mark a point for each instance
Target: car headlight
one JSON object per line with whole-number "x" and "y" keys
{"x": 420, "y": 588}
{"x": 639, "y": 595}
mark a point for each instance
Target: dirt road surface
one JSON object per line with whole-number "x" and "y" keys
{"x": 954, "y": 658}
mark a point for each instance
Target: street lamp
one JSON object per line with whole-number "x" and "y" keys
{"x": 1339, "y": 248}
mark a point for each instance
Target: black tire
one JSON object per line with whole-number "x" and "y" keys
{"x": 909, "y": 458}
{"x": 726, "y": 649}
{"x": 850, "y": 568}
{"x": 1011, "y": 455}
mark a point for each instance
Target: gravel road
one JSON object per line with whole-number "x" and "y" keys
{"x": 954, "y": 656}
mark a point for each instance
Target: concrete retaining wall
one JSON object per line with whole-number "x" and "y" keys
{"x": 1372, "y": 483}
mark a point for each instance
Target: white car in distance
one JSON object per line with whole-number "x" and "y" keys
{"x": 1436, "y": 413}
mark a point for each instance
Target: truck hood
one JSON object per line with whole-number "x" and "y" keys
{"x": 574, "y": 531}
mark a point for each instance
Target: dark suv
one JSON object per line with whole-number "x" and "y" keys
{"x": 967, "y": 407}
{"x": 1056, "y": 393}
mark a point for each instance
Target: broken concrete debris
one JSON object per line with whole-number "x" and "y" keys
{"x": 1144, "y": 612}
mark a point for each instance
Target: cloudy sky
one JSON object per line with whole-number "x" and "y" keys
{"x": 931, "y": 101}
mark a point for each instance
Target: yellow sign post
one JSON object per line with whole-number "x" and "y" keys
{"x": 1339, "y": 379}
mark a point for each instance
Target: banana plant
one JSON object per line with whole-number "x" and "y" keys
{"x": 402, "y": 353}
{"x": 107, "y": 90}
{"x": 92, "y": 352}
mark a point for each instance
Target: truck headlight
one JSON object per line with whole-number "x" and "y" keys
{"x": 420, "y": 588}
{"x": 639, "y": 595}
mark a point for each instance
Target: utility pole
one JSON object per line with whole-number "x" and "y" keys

++++++++++++++++++++

--- What this task involves ---
Make an exact copy of every entry.

--- Answer for this exercise ---
mark a point for each instance
Target: car headlight
one JSON object per line with whole-number "x" and "y" keys
{"x": 420, "y": 588}
{"x": 639, "y": 595}
mark a point for each instance
Target: dirt road surface
one JSON object per line with whole-number "x" and "y" keys
{"x": 954, "y": 658}
mark a point for each instance
Target: street lamp
one JSON object per line with whole-number "x" and "y" keys
{"x": 1339, "y": 248}
mark a point for each instance
Target: black tire
one JSON object per line with whole-number "x" and "y" keys
{"x": 909, "y": 458}
{"x": 726, "y": 649}
{"x": 850, "y": 568}
{"x": 1011, "y": 455}
mark a point for each instance
Target: gravel road
one JSON object per line with whole-number "x" and "y" keys
{"x": 954, "y": 656}
mark a point for each instance
Target: concrete retaining wall
one JSON object per line with whole-number "x" and "y" keys
{"x": 1372, "y": 483}
mark a point for each instance
Target: white car in distance
one JSON object per line with whole-number "x" and "y" keys
{"x": 1436, "y": 413}
mark a point for each instance
Target: truck hood
one JSON object per line with whole-number "x" and "y" keys
{"x": 574, "y": 531}
mark a point for each instance
Target: dark suv
one JSON object per line with whole-number "x" and "y" keys
{"x": 967, "y": 407}
{"x": 1056, "y": 393}
mark a point for each instance
Target: broken concrete debris
one JSON object per line with whole-number "x" and "y" keys
{"x": 1144, "y": 612}
mark a point for each instance
Target: cloudy sky
one JSON object per line with whole-number "x" and "y" keys
{"x": 931, "y": 101}
mark a point for each instance
Target: yellow sign post
one JSON object per line with whole-number "x" and "y" keys
{"x": 1339, "y": 379}
mark a point for each instance
Target: banana plant
one JSON object per line with whole-number "x" and "y" keys
{"x": 402, "y": 353}
{"x": 107, "y": 90}
{"x": 92, "y": 352}
mark a point for each instance
Target: truck headlight
one JSON object per line with whole-number "x" and "y" keys
{"x": 420, "y": 588}
{"x": 639, "y": 595}
mark a point for each instance
Target: utility pole
one JSON object per line with whole-number "x" and "y" keys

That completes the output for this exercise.